[Dataset rows]
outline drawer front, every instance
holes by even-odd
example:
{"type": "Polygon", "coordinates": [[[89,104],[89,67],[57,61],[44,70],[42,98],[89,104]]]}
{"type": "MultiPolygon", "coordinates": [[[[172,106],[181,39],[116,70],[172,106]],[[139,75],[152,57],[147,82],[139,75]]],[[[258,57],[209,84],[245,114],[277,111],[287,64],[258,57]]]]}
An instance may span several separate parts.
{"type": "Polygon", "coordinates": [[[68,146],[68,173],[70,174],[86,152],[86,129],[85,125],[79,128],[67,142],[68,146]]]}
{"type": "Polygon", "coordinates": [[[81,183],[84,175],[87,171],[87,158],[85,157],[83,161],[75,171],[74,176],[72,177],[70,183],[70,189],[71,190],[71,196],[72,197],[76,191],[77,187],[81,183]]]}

= Task objective =
Tally the lines of the records that contain the string "coordinates", counting only matches in the same case, and reply with the number alone.

= Task response =
4